● Supplied data

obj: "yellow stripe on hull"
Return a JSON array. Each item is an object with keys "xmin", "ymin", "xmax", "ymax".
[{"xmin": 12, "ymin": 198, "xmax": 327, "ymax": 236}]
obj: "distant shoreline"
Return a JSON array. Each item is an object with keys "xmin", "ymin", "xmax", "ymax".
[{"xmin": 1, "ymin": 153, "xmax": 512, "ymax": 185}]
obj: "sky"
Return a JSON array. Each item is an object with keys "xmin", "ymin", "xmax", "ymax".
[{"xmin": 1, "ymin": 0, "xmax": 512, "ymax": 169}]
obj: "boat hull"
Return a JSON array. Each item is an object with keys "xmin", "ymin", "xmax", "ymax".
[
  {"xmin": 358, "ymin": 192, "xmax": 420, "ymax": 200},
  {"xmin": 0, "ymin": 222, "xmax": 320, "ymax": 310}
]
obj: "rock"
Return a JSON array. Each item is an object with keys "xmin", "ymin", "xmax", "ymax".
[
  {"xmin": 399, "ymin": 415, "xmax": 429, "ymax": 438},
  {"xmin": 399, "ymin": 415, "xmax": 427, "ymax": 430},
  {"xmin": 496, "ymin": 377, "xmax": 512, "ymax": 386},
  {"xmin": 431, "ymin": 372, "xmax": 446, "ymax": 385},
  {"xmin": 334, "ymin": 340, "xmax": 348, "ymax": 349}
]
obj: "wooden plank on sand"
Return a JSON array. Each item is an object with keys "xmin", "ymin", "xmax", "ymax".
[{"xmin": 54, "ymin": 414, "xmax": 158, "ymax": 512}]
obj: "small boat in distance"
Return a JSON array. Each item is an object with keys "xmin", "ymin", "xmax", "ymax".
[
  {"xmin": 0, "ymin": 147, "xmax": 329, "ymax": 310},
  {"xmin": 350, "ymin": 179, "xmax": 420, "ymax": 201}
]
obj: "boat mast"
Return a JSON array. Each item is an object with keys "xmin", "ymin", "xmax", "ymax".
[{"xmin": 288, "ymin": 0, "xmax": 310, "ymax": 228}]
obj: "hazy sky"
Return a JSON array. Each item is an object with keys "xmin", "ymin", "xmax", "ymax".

● Directions
Would you please return every line in the listing where "boat" shows up?

● Exercise solution
obj: "boat hull"
obj: "small boat in distance"
obj: "boat mast"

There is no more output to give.